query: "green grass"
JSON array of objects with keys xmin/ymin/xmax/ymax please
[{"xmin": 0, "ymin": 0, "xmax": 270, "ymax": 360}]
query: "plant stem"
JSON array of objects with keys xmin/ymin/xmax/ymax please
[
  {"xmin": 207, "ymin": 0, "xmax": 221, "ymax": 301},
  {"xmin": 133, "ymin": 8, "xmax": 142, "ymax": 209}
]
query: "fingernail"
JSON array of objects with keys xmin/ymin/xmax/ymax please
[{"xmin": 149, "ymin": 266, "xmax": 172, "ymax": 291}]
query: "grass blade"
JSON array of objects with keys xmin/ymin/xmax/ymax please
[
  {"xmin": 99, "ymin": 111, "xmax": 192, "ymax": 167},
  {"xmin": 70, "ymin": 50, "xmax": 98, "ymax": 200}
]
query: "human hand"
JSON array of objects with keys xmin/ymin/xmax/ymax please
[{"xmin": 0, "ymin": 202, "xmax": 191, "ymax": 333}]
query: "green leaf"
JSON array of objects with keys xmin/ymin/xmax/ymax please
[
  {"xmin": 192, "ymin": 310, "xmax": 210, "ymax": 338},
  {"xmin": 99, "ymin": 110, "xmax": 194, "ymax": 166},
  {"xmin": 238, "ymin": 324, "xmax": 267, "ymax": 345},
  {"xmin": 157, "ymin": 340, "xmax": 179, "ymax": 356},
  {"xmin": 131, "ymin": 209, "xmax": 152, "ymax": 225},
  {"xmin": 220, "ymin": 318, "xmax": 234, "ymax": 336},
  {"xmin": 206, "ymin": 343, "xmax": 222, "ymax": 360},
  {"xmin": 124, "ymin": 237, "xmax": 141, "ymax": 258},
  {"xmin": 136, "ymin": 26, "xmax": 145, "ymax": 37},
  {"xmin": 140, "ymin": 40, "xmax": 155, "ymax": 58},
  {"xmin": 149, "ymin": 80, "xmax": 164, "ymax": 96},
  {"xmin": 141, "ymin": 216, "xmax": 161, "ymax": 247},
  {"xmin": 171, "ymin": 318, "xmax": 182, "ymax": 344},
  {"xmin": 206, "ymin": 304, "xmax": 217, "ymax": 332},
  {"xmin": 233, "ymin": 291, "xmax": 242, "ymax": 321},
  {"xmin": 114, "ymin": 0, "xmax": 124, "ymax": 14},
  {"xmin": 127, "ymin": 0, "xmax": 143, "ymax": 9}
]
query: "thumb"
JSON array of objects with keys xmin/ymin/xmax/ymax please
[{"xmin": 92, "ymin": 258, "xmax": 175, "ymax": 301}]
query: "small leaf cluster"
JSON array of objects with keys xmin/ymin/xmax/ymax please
════════════════════
Determine how many lines in the records above contain the string "leaf", with case taken into account. Give only the number.

2